Direction ::
Revise the stretch of the listing from its start through the line containing "[302,272,369,397]", changing "stainless steel" to "brushed nickel" and leaving everything else as it is.

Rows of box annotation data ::
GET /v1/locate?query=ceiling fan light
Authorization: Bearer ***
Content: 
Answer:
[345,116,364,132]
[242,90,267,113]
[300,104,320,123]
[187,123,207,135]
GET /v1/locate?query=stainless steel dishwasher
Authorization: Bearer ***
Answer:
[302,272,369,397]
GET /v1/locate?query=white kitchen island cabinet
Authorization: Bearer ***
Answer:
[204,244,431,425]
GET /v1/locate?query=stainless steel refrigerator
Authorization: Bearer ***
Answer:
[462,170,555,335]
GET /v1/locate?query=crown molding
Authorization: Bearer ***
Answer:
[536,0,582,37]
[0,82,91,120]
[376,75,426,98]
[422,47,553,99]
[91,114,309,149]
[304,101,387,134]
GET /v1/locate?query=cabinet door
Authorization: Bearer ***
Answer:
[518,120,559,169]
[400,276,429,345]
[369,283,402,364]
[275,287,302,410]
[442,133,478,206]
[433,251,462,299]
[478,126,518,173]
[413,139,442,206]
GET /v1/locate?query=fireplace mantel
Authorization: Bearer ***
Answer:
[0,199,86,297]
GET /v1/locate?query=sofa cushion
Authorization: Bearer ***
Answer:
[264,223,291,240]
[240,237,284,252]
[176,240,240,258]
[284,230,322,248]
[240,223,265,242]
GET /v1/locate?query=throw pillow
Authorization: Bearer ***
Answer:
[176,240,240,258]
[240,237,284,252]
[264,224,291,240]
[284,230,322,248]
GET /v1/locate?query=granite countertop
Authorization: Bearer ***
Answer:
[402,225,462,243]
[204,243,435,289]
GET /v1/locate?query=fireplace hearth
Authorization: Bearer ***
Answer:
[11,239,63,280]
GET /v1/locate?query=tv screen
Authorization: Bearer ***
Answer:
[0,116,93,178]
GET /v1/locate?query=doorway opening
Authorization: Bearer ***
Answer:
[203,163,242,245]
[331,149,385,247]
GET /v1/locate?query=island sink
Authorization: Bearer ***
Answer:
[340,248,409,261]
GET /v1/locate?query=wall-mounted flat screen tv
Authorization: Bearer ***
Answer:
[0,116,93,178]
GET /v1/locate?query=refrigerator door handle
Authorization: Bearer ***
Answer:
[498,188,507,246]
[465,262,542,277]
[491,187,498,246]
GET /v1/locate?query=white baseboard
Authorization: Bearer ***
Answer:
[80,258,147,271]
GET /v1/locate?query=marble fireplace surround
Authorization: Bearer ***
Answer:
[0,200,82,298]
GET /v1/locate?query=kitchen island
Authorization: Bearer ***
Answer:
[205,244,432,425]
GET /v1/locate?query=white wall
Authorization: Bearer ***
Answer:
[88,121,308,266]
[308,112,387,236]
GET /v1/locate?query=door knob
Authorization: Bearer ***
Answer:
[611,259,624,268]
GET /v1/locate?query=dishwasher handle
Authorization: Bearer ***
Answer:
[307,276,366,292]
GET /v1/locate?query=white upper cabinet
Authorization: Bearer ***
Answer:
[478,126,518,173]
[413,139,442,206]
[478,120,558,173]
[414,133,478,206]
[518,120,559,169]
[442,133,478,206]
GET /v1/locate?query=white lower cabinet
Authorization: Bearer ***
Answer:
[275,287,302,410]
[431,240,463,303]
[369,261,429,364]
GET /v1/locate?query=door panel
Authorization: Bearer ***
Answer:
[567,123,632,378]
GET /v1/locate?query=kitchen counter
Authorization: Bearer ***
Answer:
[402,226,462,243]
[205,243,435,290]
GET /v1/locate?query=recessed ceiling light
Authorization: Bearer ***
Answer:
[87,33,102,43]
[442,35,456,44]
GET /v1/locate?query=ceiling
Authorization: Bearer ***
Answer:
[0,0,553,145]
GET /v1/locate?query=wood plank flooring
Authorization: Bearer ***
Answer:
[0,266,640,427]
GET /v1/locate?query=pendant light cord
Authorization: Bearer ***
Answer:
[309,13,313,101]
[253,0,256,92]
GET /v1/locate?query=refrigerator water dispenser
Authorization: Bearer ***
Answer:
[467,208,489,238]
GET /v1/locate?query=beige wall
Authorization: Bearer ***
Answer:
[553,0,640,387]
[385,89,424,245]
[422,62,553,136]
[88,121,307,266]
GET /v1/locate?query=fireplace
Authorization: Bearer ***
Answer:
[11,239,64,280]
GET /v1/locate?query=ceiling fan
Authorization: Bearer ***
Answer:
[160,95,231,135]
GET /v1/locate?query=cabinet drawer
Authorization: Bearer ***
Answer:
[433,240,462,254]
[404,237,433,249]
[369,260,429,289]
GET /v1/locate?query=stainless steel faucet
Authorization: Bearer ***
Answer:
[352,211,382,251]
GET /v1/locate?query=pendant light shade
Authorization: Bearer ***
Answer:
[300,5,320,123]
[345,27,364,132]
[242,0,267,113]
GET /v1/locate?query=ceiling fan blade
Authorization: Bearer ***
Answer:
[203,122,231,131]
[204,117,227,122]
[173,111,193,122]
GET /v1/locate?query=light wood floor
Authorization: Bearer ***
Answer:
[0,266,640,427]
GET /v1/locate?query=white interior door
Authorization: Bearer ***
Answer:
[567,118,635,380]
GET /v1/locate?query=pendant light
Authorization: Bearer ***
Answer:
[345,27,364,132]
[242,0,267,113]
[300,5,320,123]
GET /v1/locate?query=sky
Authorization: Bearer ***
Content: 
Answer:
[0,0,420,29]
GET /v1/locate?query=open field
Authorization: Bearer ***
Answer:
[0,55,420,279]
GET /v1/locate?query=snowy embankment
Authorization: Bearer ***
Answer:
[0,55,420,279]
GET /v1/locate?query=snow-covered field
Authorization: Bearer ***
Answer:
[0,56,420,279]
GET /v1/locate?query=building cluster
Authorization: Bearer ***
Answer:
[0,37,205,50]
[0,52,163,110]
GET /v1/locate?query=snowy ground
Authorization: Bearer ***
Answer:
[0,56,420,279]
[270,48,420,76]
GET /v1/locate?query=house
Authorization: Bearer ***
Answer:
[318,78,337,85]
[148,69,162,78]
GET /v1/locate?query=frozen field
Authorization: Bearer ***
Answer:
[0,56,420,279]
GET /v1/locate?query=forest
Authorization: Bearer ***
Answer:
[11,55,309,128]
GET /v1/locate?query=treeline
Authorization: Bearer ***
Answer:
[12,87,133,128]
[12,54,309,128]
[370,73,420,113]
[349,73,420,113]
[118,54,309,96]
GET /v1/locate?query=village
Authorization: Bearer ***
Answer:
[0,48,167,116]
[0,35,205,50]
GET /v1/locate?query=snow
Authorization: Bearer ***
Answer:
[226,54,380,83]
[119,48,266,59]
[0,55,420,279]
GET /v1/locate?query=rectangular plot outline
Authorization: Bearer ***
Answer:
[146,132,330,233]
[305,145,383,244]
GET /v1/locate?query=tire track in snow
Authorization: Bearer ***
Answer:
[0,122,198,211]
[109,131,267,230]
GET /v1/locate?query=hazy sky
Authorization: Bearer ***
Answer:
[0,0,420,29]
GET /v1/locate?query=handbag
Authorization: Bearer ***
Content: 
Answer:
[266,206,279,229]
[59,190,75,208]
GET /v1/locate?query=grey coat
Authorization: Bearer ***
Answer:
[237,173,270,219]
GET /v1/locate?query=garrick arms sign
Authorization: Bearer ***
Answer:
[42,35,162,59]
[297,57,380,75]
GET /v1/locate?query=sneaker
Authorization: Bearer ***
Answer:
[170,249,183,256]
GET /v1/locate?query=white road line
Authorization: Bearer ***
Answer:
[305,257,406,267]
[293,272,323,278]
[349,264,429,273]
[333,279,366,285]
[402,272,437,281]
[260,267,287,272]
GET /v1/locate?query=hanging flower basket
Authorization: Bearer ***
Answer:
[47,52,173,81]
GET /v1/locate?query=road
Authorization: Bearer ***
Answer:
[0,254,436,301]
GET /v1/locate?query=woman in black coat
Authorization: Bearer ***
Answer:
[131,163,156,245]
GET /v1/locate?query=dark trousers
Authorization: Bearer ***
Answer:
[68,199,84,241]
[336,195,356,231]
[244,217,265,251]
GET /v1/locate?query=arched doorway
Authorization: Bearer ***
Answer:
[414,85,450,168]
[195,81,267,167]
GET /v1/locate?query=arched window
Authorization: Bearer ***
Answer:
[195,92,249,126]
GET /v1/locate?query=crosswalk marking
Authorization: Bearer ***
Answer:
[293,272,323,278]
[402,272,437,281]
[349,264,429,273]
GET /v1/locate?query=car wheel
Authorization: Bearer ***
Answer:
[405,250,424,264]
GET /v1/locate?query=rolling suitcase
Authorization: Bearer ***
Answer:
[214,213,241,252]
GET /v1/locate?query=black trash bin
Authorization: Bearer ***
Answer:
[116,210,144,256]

Final result ::
GET /v1/locate?query=ceiling fan light
Authorization: Bearer ***
Content: 
Answer:
[345,116,364,132]
[242,90,267,113]
[300,104,320,123]
[187,123,207,135]
GET /v1/locate?query=brushed nickel dishwasher
Authorization: Bearer ***
Answer:
[302,272,369,397]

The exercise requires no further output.